YOUR GOAL:
Copy out the material below word for word, from the line with "form [(676, 304)]." up to and including the line with "[(425, 267)]". Leave the pictures out.

## Begin EXTRACTED ENTRIES

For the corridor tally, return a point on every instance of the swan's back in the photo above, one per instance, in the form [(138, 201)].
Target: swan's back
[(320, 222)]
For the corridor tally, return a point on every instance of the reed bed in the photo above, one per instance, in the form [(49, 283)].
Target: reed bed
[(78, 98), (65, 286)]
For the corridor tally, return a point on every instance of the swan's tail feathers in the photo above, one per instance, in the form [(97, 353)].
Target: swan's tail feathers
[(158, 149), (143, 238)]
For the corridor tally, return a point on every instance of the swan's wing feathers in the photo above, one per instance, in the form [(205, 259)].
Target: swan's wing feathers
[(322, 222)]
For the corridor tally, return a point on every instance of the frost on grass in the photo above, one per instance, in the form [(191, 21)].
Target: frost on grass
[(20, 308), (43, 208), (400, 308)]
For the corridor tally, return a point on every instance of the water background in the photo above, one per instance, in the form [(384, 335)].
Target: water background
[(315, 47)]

## End EXTRACTED ENTRIES
## Begin EXTRACTED ENTRIES

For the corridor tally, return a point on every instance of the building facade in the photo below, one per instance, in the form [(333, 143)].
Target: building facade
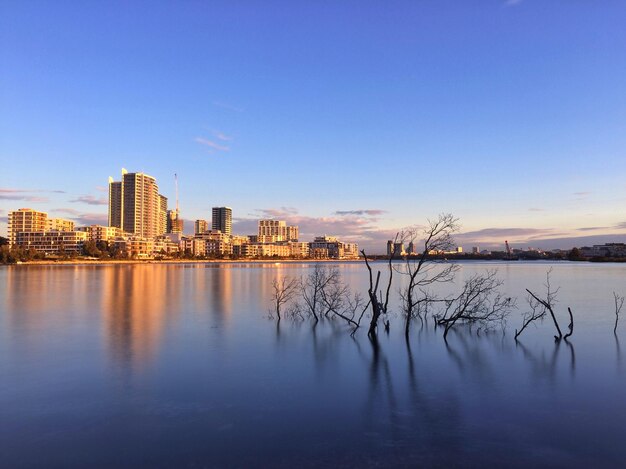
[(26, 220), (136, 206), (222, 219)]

## End EXTRACTED ENTRIES
## Begin EXTRACTED ENTRIES

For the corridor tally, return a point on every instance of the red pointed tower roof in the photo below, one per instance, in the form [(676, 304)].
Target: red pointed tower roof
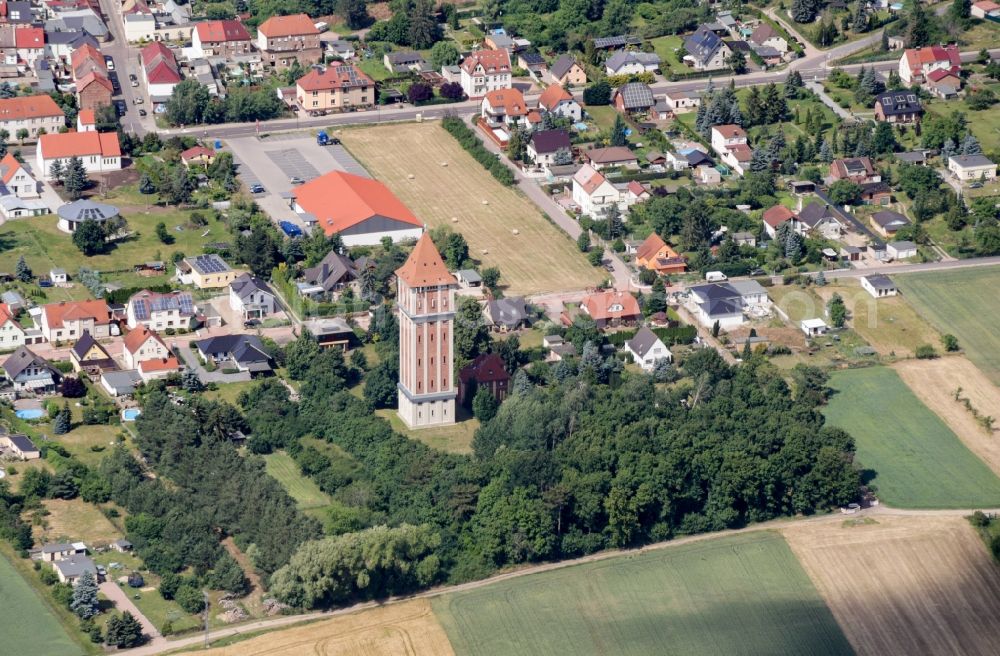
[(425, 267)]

## End EXTRACTED ENTRIES

EXPECTED OUTPUT:
For the corridor tally, return a point on every instance of the red pointed tower roof in the photo below, one per instance, in the form [(676, 304)].
Target: red pointed tower roof
[(425, 267)]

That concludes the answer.